Rescale the data below by reproducing every line, requests included, with each polygon coordinate in the answers multiplied by 0.75 and rounded to a whole number, halves rounding up. Omit the pictures from your output.

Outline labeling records
━━━━━━━━━━━━━━━━━━━━━━━━━━━━━━

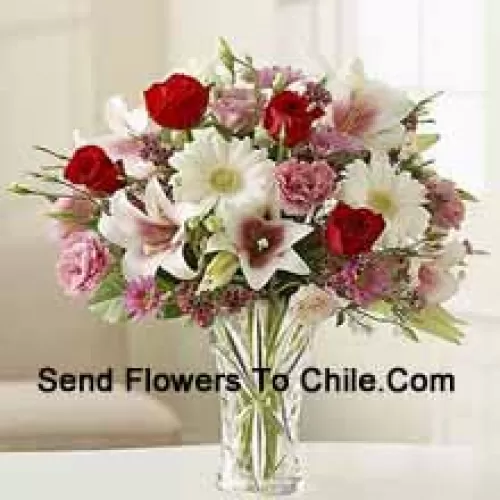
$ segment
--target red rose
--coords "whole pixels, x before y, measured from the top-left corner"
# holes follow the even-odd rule
[[[266,107],[264,127],[278,140],[285,132],[285,145],[293,147],[309,138],[312,122],[324,111],[296,92],[285,90],[276,94]]]
[[[185,130],[197,125],[208,106],[210,89],[196,78],[174,74],[144,92],[149,116],[162,127]]]
[[[380,214],[340,202],[326,221],[326,245],[334,255],[367,253],[384,228],[384,218]]]
[[[112,194],[124,185],[121,166],[98,146],[77,149],[64,169],[64,178],[96,193]]]

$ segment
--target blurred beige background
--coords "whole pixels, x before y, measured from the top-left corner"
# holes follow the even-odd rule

━━━━━━━━━━━━━━━━━━━━━━━━━━━━━━

* Answer
$ segment
--target red rose
--coords "whole pixels, x before y, measured from the top-left corner"
# holes follow the even-odd rule
[[[200,80],[198,95],[209,105],[214,99],[214,109],[220,110],[232,104],[234,92],[243,83],[222,69],[214,68],[207,71]]]
[[[139,98],[148,94],[156,80],[158,67],[147,59],[131,56],[108,69],[112,87],[122,95]]]
[[[285,161],[255,152],[245,166],[245,184],[251,191],[275,190],[288,171],[288,164]]]
[[[84,146],[93,139],[91,125],[74,110],[58,112],[48,127],[48,134],[72,145]]]

$ segment
--target blurred beige background
--coords "whole pixels, x before y, measured from the top-left corner"
# holes follow the even-odd rule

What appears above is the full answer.